**Selected passage**.
──────

# Phrag Belle Hogue Point 'Bella Mia'



## Greenpaph (Feb 21, 2008)

Currently in bloom

23 cm vertical spread


----------



## SlipperFan (Feb 21, 2008)

Very nice! Good color.


----------



## goldenrose (Feb 22, 2008)

BHPs are impressive!


----------



## Heather (Feb 22, 2008)

I never owned one of these but I've always enjoyed them! I really like yours Peter!


----------



## NYEric (Feb 22, 2008)

Oh, the temptation! :evil: Yay besseae hybrids


----------



## Park Bear (Feb 22, 2008)

Very nice!


----------



## Candace (Feb 22, 2008)

Is it an Acker cross?


----------



## goldenrose (Feb 22, 2008)

I don't think so ... it was registered in 1997 by E.Y.O.F.


----------



## Candace (Feb 22, 2008)

Rose, I'm asking if Acker did this cross, not registered it:>


----------



## e-spice (Feb 22, 2008)

Very pretty pink color!

e-spice


----------



## Gilda (Feb 22, 2008)

:drool: a beauty !


----------



## Greenpaph (Feb 22, 2008)

Candace said:


> Is it an Acker cross?



Candace,

I am not sure. It was thrown in as a seedling when I bought a paph on ebay a number of years ago.


----------



## Greenpaph (Feb 24, 2008)

Second flower just opened.


----------



## NYEric (Feb 25, 2008)

That's a great photo.


----------

──────

**Data shown**.

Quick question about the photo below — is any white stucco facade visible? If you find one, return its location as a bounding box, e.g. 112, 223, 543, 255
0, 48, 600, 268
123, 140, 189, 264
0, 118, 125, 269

──────

**Goal**.
Could you repeat the part of the Phrag thread above that opens with "I am not sure." and closes with "flower just opened.", swapping "seedling" for "young plant"?

**Finished task**.
I am not sure. It was thrown in as a young plant when I bought a paph on ebay a number of years ago.


----------



## Greenpaph (Feb 24, 2008)

Second flower just opened.